Count the lines in the rows below that contain the string "geojson", with case mattering, and reply with only that number.
╭─ Provided data
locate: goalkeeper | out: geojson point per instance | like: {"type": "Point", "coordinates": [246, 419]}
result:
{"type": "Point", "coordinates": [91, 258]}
╰─
╭─ Provided data
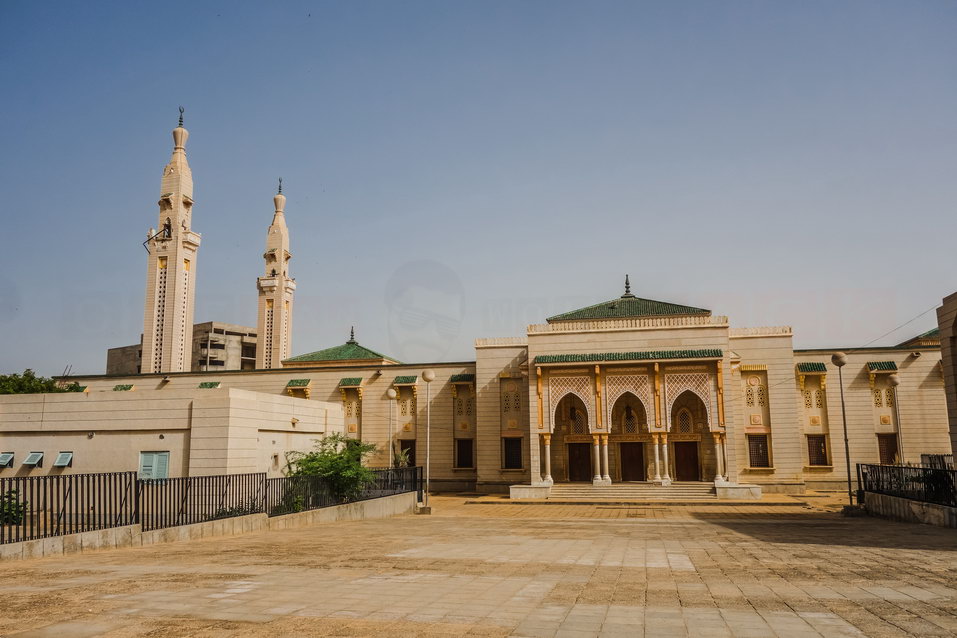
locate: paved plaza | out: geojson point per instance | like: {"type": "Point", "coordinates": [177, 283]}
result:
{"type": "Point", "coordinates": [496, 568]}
╰─
Task result: 2